_PROBLEM TO WORK ON_
Copy all entries verbatim and keep any pictures out of the copy.

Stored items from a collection
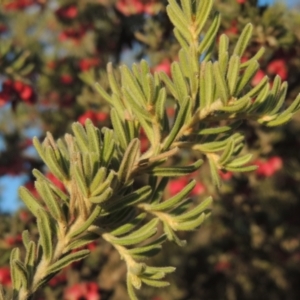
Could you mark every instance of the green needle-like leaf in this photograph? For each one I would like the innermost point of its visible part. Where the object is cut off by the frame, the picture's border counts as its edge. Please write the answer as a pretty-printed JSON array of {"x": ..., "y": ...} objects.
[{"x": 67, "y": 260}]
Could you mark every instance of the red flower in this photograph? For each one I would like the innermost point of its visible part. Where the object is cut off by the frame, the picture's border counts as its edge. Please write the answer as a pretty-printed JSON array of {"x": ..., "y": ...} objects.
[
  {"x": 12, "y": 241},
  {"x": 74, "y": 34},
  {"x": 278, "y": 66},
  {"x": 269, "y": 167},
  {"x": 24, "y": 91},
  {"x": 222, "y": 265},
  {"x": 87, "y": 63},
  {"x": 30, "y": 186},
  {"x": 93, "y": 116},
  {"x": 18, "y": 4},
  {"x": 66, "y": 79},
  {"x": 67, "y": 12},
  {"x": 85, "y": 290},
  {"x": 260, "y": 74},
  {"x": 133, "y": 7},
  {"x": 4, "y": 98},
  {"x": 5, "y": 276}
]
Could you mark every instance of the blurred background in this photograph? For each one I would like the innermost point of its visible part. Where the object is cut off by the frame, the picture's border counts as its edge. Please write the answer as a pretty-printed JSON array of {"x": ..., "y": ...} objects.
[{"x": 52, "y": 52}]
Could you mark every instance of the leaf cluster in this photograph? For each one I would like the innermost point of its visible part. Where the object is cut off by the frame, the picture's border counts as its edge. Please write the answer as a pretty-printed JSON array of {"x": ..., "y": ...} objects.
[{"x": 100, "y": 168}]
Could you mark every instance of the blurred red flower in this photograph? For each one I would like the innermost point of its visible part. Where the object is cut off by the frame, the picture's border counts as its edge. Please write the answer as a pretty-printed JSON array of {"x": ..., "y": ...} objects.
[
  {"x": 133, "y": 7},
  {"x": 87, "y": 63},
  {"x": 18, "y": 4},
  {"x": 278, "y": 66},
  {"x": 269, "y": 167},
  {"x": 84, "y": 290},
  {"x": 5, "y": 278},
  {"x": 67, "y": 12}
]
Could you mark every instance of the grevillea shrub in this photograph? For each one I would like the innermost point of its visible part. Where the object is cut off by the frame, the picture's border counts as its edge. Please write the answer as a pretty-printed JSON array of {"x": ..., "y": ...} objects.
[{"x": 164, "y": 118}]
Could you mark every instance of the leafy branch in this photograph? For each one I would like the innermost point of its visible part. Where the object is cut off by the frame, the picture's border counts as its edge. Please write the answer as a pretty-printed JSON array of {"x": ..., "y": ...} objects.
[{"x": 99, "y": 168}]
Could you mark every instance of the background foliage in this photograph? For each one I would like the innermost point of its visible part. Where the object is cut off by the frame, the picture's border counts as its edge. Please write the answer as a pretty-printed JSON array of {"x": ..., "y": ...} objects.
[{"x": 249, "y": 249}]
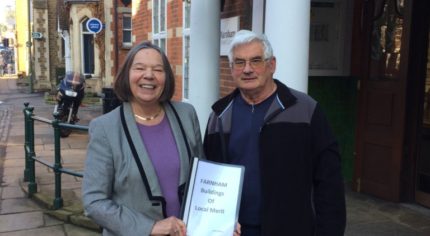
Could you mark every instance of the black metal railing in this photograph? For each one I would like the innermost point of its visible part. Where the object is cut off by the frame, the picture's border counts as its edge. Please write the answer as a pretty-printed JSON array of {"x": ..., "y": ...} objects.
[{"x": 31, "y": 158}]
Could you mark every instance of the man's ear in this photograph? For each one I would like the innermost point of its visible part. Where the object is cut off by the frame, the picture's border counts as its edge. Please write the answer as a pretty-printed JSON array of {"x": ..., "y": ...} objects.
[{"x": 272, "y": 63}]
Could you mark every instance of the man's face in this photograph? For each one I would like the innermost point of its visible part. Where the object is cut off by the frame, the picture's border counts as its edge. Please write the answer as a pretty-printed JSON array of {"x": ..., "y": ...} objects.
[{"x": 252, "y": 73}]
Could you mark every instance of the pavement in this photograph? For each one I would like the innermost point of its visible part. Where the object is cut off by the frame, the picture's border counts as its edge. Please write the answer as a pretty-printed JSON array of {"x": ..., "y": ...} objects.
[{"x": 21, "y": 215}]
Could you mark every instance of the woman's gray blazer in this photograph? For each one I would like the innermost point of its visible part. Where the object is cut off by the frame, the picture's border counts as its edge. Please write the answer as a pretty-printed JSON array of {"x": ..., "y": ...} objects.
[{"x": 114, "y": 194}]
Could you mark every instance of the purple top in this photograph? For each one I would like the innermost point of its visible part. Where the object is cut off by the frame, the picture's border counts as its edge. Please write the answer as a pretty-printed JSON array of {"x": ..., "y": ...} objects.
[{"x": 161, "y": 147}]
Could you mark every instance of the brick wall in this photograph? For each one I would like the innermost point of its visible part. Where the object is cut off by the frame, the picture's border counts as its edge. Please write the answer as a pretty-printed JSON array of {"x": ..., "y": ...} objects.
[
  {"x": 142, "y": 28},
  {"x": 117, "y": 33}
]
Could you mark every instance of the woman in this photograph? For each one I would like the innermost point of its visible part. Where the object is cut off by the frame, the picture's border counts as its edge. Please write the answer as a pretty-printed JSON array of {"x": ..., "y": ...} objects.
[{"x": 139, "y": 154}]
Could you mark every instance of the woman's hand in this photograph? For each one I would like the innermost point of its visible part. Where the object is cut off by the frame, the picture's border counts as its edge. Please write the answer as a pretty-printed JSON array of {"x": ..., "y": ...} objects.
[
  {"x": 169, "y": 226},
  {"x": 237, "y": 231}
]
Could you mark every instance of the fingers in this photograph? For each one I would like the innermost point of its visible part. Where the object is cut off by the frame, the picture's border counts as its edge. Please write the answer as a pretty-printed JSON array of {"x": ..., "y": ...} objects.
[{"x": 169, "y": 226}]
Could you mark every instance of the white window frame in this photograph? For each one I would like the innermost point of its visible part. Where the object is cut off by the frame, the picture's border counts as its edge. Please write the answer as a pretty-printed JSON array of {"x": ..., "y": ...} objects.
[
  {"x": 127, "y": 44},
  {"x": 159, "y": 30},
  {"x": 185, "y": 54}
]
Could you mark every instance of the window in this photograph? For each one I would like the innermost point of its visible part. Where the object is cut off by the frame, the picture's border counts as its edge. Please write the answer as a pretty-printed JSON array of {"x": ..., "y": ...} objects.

_THE COMPLETED TASK_
Could you mark every instance of the green needle-like leaf in this photograph? For each one I would like the innermost point of its visible part. Where the object is cut off by the frame, the picture's border counts as its edge. Please write the answer as a pretty-printed JSON array of {"x": ..., "y": ...} objects.
[{"x": 67, "y": 260}]
Could you mark every instance of the red flower in this photograph? For each one I would like the innermost point of its visible part. Where the object is cut off by the frame, the picture's border counts as its edge. Please write the answer as a pretty-printed JSON array of {"x": ..., "y": ...} objects.
[
  {"x": 12, "y": 241},
  {"x": 74, "y": 34},
  {"x": 278, "y": 66},
  {"x": 269, "y": 167},
  {"x": 24, "y": 91},
  {"x": 222, "y": 265},
  {"x": 87, "y": 63},
  {"x": 30, "y": 186},
  {"x": 93, "y": 116},
  {"x": 18, "y": 4},
  {"x": 66, "y": 79},
  {"x": 67, "y": 12},
  {"x": 85, "y": 290},
  {"x": 260, "y": 74},
  {"x": 133, "y": 7},
  {"x": 4, "y": 98},
  {"x": 5, "y": 276}
]
Could you mark every instance of the blurred background in this photograph? For each one I would like the innermost point of its visible part. Where the object is cut off by the frame, the picture's border counts as its edge. Please write the answer as a pretty-printed JSON array of {"x": ..., "y": ...} objects.
[{"x": 52, "y": 52}]
Could you mark every instance of the leaf cluster in this photograph? For each one I would like the innermost point of its visible part. Where the object is cut off by the frame, the picture's border counts as its edge. Please write the answer as a pretty-printed JSON array of {"x": ..., "y": ...} objects.
[{"x": 100, "y": 168}]
Could you mark every instance of the blurred red flower in this photograph? For each one I would like the innermost point of its visible part. Where the object is cut off by the frame, the picture's border counts as its edge. Please write the answer as a pretty-printed JSON array of {"x": ..., "y": ...} objects.
[
  {"x": 133, "y": 7},
  {"x": 87, "y": 63},
  {"x": 18, "y": 4},
  {"x": 278, "y": 66},
  {"x": 269, "y": 167},
  {"x": 84, "y": 290},
  {"x": 5, "y": 278},
  {"x": 67, "y": 12}
]
Could you mark every instance of the grevillea shrub in this photograph? For each one I would like the innermost point of its visible part. Where the object is cut off by the frame, the picture's border counts as its edge. Please write the answer as a pretty-printed JSON array of {"x": ..., "y": ...} objects.
[{"x": 164, "y": 118}]
Could you mark every instance of the leafy branch in this photograph? For each one I would like the innermost point of its visible part. Where the object is cut off by the frame, the picture's border counts as its edge. Please write the answer as a pretty-printed JSON array of {"x": ..., "y": ...} objects.
[{"x": 99, "y": 168}]
Could you mark every instance of the background foliage in this photograph? For each one I would like the innermost point of its visible part. Where the object is cut off by the frame, the picture's border counts as its edge. Please write the answer as a pretty-printed JSON array of {"x": ..., "y": ...} objects.
[{"x": 249, "y": 249}]
Could you mark every instance of the black metal railing in this photograph? For each one I would like the innermost point of its visible part. Where the object is cut off by the frame, the picture's border counts as its edge. Please write the answer as a pretty-printed JSON array of {"x": ..., "y": ...} objects.
[{"x": 31, "y": 158}]
Could you mark every instance of the man's ear in this photograph? For each one I would like the innermost point of its visible part. Where the object is cut off by the frame, the picture's border counts as its edge. Please write the answer as a pretty-printed JSON array of {"x": ..., "y": ...} objects.
[{"x": 272, "y": 63}]
Could you mark every instance of the man's face in this photograph? For each one I would like the innermost point of its visible part. Where the object is cut off by the frame, the picture's border counts as its edge. Please write the answer as a pretty-printed JSON array of {"x": ..., "y": ...} objects.
[{"x": 252, "y": 73}]
Could you mark every instance of the pavement in this photograph? For each one I would like the innermost point of its visible part. Where the object is cut off by the frame, the picture's border counts as its edge. Please write the answer as a pretty-printed JSON array of {"x": ..., "y": ...} objects.
[{"x": 21, "y": 215}]
Could you mark every instance of the woman's gray blazer in this photograph? For each one I would like the innermost point of its visible part. Where the object is cut off by the frame, the picture's border counts as its edge. Please write the answer as a pretty-printed JSON array of {"x": ..., "y": ...} objects.
[{"x": 114, "y": 194}]
Could you mark every instance of the purple top in this photograph? For each one I would like the innermost point of its visible part. Where the object is cut off by the frame, the picture's border counts as its edge. Please write the answer as a pretty-printed JSON array of {"x": ..., "y": ...} objects.
[{"x": 161, "y": 147}]
Could you mark every instance of the brick wall in this photograph? For each one I would like the innermost point of its visible part. Where the object is cut off by the frame, the picture's border counts as its edge. Please write the answer as a pretty-printed JSON array of {"x": ..., "y": ...} objects.
[
  {"x": 142, "y": 28},
  {"x": 117, "y": 33}
]
Could you mark every instance of the woman in this photograph? For each one I would like the innermost point of its visible part. Where the object is cut off by the frame, the picture's border counts as its edge. Please write the answer as a pretty-printed JSON array of {"x": ..., "y": ...} objects.
[{"x": 139, "y": 154}]
Could you mark every instance of the woman's hand in this photograph? For each one I would like the innermost point of its visible part. Where the object is cut off by the frame, the picture's border counts as its edge. Please write the answer as a pretty-printed JSON array of {"x": ..., "y": ...} objects.
[
  {"x": 169, "y": 226},
  {"x": 237, "y": 231}
]
Could you mark every instance of the fingers in this photograph? For each one I would like the innermost point of its visible part. Where the object is cut off by the frame, the picture's border counts as its edge. Please write the answer as a pretty-printed JSON array of {"x": ..., "y": ...} objects.
[{"x": 169, "y": 226}]
Could you mark every instance of the white window frame in this photograph? For each one I would like the innermost point of its visible part. Where the object is cut off by the frame, the picture's border counts as its edge. Please write the answer as a pretty-printed JSON array of {"x": ..., "y": ...} objects.
[
  {"x": 127, "y": 44},
  {"x": 159, "y": 30},
  {"x": 185, "y": 54}
]
Could you mark every instance of the window in this photograph? For each one I would like the innermost point of its visible part. Where the object is cut off by the frame, the picture's border counts as its edge. Please write the answer as a pretty-printed JSON array of {"x": ..., "y": ...} objects.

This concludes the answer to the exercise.